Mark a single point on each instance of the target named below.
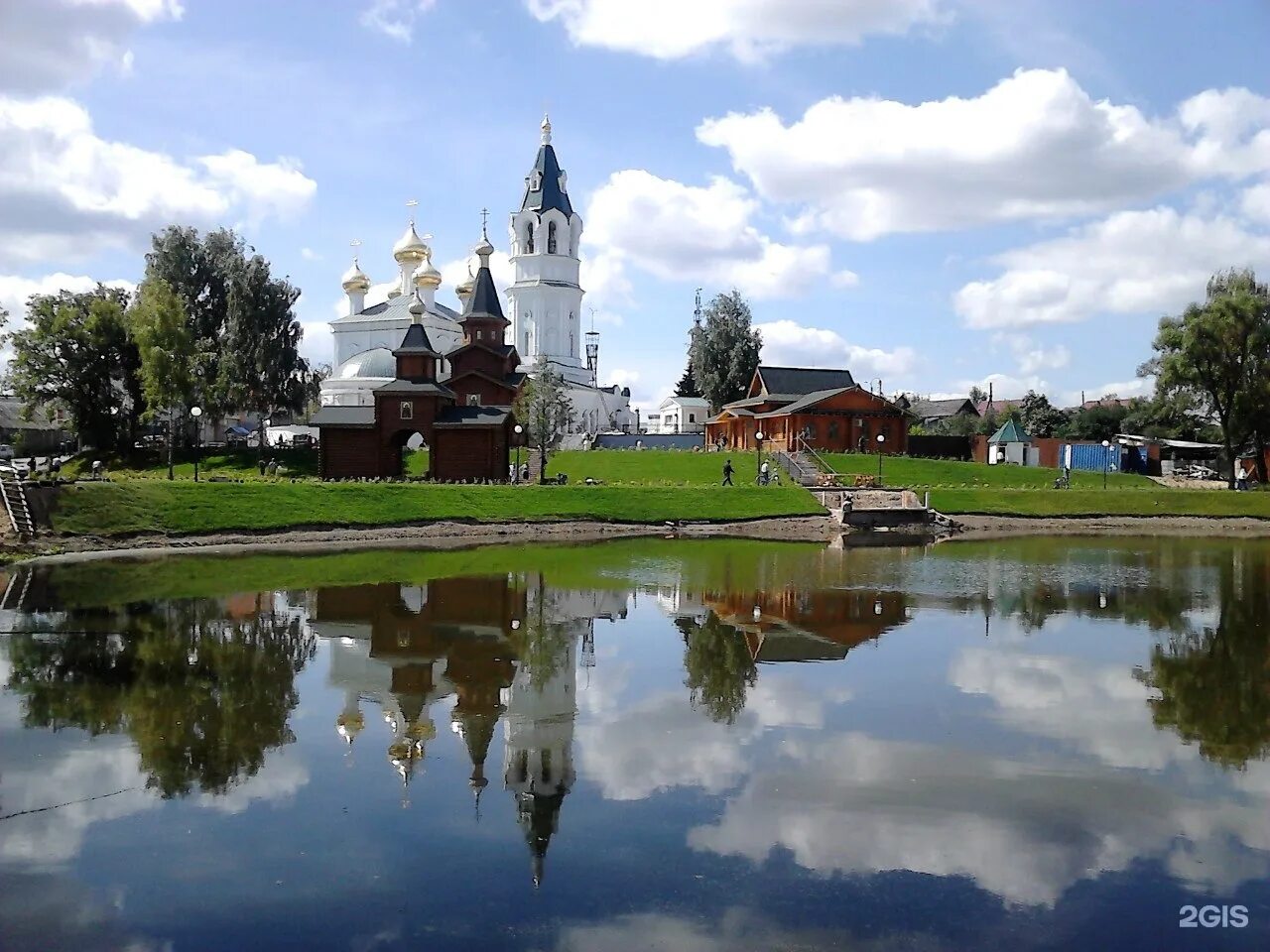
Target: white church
(544, 306)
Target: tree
(160, 330)
(240, 318)
(724, 349)
(544, 411)
(75, 354)
(261, 367)
(719, 667)
(200, 271)
(1039, 417)
(1218, 352)
(688, 385)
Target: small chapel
(466, 421)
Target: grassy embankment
(705, 563)
(128, 507)
(959, 489)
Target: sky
(931, 193)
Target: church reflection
(503, 648)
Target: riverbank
(436, 536)
(151, 507)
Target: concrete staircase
(17, 507)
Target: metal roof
(803, 403)
(549, 194)
(407, 386)
(344, 416)
(472, 416)
(1010, 433)
(803, 380)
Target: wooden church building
(465, 421)
(798, 408)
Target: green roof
(1010, 433)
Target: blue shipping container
(1091, 457)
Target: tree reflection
(720, 669)
(1214, 684)
(203, 698)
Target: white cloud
(1125, 390)
(749, 30)
(1147, 262)
(395, 18)
(1034, 357)
(1034, 146)
(689, 232)
(67, 193)
(16, 291)
(1005, 386)
(790, 344)
(1255, 203)
(48, 45)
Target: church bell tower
(547, 298)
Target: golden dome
(354, 278)
(429, 276)
(409, 246)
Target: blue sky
(930, 191)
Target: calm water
(657, 744)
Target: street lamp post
(197, 413)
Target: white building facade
(544, 306)
(680, 416)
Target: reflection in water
(202, 693)
(788, 714)
(1214, 680)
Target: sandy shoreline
(985, 527)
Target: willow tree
(159, 326)
(544, 411)
(724, 349)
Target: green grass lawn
(232, 463)
(705, 563)
(1114, 502)
(652, 467)
(131, 507)
(952, 474)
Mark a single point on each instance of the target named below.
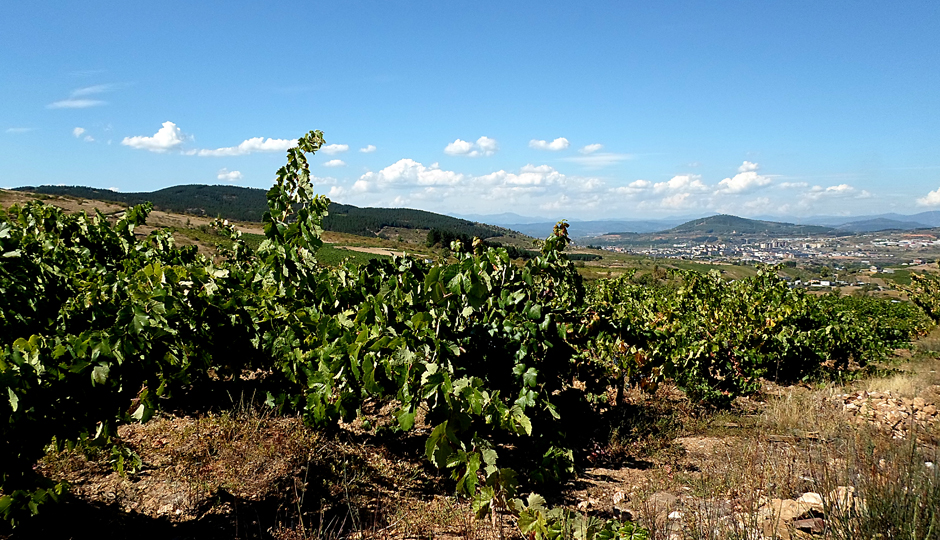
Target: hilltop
(719, 227)
(725, 224)
(249, 205)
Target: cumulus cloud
(561, 203)
(633, 188)
(169, 136)
(841, 190)
(599, 160)
(332, 149)
(681, 182)
(931, 199)
(676, 201)
(248, 146)
(746, 180)
(591, 148)
(484, 146)
(560, 143)
(529, 175)
(747, 166)
(406, 172)
(458, 148)
(231, 176)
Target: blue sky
(559, 109)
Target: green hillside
(249, 204)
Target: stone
(813, 501)
(662, 501)
(813, 525)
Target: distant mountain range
(249, 204)
(541, 227)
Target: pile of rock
(682, 516)
(889, 411)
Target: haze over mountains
(540, 227)
(248, 204)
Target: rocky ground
(798, 462)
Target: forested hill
(249, 204)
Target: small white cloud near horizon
(92, 90)
(332, 149)
(77, 98)
(591, 148)
(167, 137)
(231, 176)
(598, 160)
(484, 146)
(681, 182)
(248, 146)
(560, 143)
(931, 199)
(746, 180)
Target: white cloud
(75, 104)
(560, 143)
(747, 166)
(484, 146)
(77, 98)
(529, 175)
(231, 176)
(562, 202)
(591, 148)
(746, 180)
(169, 136)
(406, 172)
(681, 182)
(458, 148)
(332, 149)
(597, 161)
(248, 146)
(931, 199)
(633, 188)
(487, 145)
(91, 90)
(679, 200)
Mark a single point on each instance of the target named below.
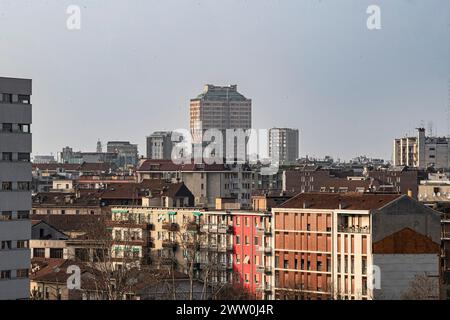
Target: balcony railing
(264, 230)
(265, 250)
(171, 226)
(265, 287)
(193, 227)
(353, 229)
(169, 244)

------------

Render the lines as a JSON list of strings, one string per line with blank lines omitted, starting at the line that contains "Target: green grass lawn" and ending at the final line above. Leave the pictures out.

[
  "Target: green grass lawn",
  "(232, 463)",
  "(705, 563)",
  "(1114, 502)",
  "(652, 467)",
  "(131, 507)",
  "(952, 474)",
  "Mark a single point on each instance of the target named below.",
  "Target: hilltop",
  "(719, 227)",
  "(725, 224)",
  "(249, 205)",
  "Target: cumulus cloud",
  "(561, 203)",
  "(633, 188)",
  "(169, 136)",
  "(841, 190)",
  "(599, 160)",
  "(332, 149)",
  "(681, 182)",
  "(931, 199)",
  "(676, 201)",
  "(248, 146)",
  "(746, 180)",
  "(591, 148)",
  "(484, 146)",
  "(560, 143)",
  "(529, 175)",
  "(747, 166)",
  "(406, 172)",
  "(458, 148)",
  "(231, 176)",
  "Target: blue sky",
  "(559, 109)",
  "Target: green hillside",
  "(249, 204)",
  "Target: stone",
  "(813, 501)",
  "(662, 501)",
  "(813, 525)",
  "Target: distant mountain range",
  "(249, 204)",
  "(541, 227)",
  "Target: pile of rock",
  "(682, 516)",
  "(889, 411)",
  "Target: haze over mountains",
  "(540, 227)",
  "(248, 204)",
  "Target: rocky ground",
  "(798, 462)",
  "Target: forested hill",
  "(249, 204)",
  "Target: small white cloud near horizon",
  "(92, 90)",
  "(332, 149)",
  "(77, 98)",
  "(591, 148)",
  "(167, 137)",
  "(231, 176)",
  "(598, 160)",
  "(484, 146)",
  "(681, 182)",
  "(248, 146)",
  "(560, 143)",
  "(931, 199)",
  "(746, 180)",
  "Target: white cloud",
  "(75, 104)",
  "(560, 143)",
  "(747, 166)",
  "(484, 146)",
  "(77, 98)",
  "(529, 175)",
  "(231, 176)",
  "(562, 202)",
  "(591, 148)",
  "(746, 180)",
  "(169, 136)",
  "(406, 172)",
  "(681, 182)",
  "(458, 148)",
  "(332, 149)",
  "(597, 161)",
  "(248, 146)",
  "(931, 199)",
  "(633, 188)",
  "(487, 145)",
  "(91, 90)",
  "(679, 200)",
  "Mark a single point on each instance of the target named below.",
  "Target: balcony railing",
  "(264, 230)",
  "(265, 250)",
  "(171, 226)",
  "(265, 287)",
  "(193, 227)",
  "(353, 229)",
  "(169, 244)"
]